**Extract provided**
Three teams with different operational goals but with the same business goal, have to build and make available a loadbalanced web application.
- Security Operations
- System Administration Operations
- Web operations
Fork this repo and work on a feature branch.
Create 3 branches
- SecOps
- Ops
- WebOps
Since each team will be fairly independent, feel free to build out your inventory to best suit your use cases
Build distinct playbooks to accomplish each of the following tasks: Note: None of these tasks should modify the configurations. It should simply report whether the security criteria is met or not:
- Ensure that SELinux is enabled (enforcing) with a targeted policy
- Ensure that the "root" user cannot log in over SSH.
- Ensure that the motd file is configured and contains the following: "Unauthorized access is not allowed"
- Ensure that users that belong to the group "webadmin" are allowed to execute privileged commands without a password prompt.
- Ensure that the firewall is configured to permit: On Node1: TCP Port 8080 On Nodes2/3: TCP Port 9080
Pull them all together into a final playbook called security.yml
Build distinct playbooks to accomplish each of the following tasks:
- Task 1:
- Use the following to create the users and groups on all servers.
#users.yml
users:
- username: user1
groups: webadmin
- username: user2
groups: webadmin
- username: user3
groups: proxyadmin
- username: user4
groups: dbadmin
- username: user5
groups: appadmin
- Ensure that a file named "Welcome.text" exists in each user's home
directory. This file should contain "Hello
$username$ ".

**Excerpted data**
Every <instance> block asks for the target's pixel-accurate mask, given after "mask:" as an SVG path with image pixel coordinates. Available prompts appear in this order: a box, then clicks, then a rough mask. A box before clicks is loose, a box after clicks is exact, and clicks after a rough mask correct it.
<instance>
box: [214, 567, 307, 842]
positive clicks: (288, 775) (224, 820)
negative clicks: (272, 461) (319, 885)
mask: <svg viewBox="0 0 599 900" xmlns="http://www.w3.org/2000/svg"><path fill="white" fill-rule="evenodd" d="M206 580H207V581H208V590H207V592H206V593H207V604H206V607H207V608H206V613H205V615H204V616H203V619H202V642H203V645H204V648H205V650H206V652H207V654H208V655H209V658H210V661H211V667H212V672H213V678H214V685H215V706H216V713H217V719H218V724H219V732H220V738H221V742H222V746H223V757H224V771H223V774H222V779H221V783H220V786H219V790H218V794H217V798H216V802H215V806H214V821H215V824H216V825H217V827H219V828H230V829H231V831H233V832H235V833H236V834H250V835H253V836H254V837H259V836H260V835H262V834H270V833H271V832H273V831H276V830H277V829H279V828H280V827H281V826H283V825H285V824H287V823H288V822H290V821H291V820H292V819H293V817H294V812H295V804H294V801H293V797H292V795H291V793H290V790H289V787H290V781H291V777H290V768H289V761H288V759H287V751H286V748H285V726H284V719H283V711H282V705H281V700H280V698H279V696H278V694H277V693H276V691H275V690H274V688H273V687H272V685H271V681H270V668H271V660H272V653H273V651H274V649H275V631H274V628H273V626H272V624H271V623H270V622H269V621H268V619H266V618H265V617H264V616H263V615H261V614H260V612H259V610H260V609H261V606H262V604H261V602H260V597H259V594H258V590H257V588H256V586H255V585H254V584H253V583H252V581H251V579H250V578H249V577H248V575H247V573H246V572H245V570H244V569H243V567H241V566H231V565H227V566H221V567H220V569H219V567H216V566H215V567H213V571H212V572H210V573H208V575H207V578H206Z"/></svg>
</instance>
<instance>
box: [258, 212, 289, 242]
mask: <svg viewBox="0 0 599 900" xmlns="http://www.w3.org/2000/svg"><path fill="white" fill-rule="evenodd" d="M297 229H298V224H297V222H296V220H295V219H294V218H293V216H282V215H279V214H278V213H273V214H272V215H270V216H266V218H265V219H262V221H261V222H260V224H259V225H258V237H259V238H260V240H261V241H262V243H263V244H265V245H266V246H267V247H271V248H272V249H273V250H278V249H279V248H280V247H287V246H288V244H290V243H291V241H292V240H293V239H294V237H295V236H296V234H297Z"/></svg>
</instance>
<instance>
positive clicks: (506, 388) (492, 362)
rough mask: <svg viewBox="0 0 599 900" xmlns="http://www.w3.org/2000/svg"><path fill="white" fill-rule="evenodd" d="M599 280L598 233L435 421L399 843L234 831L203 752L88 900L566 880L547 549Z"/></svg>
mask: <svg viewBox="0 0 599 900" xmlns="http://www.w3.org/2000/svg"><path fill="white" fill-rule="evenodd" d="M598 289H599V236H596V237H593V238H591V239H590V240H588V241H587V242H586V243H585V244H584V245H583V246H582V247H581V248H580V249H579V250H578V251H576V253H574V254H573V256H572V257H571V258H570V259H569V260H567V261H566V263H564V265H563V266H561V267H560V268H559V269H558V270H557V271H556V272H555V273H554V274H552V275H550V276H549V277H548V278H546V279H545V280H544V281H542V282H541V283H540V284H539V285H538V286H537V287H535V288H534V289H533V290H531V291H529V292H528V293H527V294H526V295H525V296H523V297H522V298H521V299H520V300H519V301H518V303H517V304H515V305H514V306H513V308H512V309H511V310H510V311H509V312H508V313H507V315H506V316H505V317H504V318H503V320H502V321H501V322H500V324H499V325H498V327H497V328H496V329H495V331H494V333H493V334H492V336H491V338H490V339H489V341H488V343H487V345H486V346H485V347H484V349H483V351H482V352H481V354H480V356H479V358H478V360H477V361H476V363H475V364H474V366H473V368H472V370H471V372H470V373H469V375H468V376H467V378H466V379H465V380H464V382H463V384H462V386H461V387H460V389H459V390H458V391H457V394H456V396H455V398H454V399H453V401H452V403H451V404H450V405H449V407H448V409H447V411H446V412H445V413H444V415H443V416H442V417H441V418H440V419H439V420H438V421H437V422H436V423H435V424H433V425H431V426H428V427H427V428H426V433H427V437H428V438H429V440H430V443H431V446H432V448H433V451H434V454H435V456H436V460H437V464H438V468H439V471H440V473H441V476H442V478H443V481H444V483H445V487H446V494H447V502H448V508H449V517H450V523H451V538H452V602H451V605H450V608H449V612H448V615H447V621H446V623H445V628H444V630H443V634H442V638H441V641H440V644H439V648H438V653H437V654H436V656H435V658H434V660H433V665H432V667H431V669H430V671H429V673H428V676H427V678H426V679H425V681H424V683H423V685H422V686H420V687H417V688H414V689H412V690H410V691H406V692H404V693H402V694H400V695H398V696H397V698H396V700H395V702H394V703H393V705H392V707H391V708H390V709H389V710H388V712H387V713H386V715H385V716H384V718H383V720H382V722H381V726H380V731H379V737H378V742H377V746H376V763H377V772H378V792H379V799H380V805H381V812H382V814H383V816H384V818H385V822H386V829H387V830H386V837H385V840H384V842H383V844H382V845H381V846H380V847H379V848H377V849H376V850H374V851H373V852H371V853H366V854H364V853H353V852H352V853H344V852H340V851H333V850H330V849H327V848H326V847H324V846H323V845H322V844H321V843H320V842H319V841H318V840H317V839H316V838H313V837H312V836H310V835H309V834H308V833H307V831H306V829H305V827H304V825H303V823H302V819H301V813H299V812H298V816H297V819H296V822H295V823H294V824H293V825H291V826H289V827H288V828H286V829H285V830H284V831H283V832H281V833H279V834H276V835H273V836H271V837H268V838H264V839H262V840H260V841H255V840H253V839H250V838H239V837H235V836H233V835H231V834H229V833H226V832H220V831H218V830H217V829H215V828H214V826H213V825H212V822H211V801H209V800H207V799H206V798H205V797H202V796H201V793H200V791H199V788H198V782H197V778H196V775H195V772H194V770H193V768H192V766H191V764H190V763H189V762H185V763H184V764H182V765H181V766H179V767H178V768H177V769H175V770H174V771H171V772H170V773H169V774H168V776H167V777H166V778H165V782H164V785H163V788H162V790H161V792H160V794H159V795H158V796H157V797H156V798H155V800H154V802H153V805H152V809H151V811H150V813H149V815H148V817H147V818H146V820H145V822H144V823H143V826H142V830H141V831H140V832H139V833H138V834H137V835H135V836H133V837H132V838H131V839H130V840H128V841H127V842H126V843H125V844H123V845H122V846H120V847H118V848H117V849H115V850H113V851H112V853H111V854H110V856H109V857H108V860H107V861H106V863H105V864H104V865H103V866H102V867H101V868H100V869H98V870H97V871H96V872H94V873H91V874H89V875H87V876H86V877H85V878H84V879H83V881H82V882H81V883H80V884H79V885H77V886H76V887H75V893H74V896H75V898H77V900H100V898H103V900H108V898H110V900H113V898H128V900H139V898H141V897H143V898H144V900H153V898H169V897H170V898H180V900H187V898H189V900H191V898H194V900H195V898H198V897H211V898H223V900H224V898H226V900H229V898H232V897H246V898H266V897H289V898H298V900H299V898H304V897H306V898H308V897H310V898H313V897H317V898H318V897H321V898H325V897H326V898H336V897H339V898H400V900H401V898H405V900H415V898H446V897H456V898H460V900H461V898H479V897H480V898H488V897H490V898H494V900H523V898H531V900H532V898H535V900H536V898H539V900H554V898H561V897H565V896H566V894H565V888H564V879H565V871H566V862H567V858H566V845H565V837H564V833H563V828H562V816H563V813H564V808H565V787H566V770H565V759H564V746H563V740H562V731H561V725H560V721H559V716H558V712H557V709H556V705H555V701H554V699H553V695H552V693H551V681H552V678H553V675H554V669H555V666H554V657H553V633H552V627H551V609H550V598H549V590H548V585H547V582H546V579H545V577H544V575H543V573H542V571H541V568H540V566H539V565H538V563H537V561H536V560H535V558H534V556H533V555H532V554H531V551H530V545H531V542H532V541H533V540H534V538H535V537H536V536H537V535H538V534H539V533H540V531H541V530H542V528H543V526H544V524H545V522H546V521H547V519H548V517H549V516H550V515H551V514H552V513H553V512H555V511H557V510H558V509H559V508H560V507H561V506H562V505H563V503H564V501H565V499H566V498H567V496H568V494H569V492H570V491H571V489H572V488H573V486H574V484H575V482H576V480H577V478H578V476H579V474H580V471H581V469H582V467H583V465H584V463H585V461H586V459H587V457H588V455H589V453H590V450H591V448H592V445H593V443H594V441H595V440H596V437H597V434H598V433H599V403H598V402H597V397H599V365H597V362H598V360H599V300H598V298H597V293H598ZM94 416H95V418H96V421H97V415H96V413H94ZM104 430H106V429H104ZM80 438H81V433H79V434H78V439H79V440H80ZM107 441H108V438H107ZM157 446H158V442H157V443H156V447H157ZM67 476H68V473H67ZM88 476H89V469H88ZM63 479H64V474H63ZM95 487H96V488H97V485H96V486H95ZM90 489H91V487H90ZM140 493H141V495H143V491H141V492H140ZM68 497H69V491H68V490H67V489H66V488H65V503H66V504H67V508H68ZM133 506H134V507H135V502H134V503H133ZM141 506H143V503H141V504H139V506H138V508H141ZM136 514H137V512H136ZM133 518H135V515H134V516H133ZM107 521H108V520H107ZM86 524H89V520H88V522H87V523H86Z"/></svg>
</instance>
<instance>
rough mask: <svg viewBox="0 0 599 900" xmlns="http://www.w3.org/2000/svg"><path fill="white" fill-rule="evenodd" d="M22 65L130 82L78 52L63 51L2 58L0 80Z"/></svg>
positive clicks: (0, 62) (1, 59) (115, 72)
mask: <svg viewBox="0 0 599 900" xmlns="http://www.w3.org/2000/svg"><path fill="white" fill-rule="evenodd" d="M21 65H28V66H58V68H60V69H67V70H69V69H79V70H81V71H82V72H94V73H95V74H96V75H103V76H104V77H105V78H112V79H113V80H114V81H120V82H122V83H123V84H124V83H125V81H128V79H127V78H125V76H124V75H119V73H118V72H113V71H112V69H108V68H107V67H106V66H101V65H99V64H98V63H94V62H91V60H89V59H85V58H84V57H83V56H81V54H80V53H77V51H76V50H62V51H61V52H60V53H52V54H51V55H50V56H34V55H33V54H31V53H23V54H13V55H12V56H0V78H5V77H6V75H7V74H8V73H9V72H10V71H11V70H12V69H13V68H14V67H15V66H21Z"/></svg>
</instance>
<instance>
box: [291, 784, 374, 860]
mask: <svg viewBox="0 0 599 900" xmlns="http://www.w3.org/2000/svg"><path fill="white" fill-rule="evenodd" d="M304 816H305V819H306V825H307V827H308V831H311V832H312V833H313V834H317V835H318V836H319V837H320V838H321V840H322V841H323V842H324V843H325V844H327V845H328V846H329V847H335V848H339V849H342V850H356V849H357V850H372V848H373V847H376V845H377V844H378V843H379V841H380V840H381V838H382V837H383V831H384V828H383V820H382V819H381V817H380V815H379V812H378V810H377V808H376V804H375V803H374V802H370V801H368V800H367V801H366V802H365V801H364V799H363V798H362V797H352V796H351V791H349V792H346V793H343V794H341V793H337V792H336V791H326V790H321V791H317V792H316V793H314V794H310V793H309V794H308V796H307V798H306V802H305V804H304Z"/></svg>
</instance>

**What is needed**
Write out the part of the playbook assignment above that starts at the words "Three teams with" and ends with the words "in over SSH.", copying it without changes.

**Solution**
Three teams with different operational goals but with the same business goal, have to build and make available a loadbalanced web application.
- Security Operations
- System Administration Operations
- Web operations
Fork this repo and work on a feature branch.
Create 3 branches
- SecOps
- Ops
- WebOps
Since each team will be fairly independent, feel free to build out your inventory to best suit your use cases
Build distinct playbooks to accomplish each of the following tasks: Note: None of these tasks should modify the configurations. It should simply report whether the security criteria is met or not:
- Ensure that SELinux is enabled (enforcing) with a targeted policy
- Ensure that the "root" user cannot log in over SSH.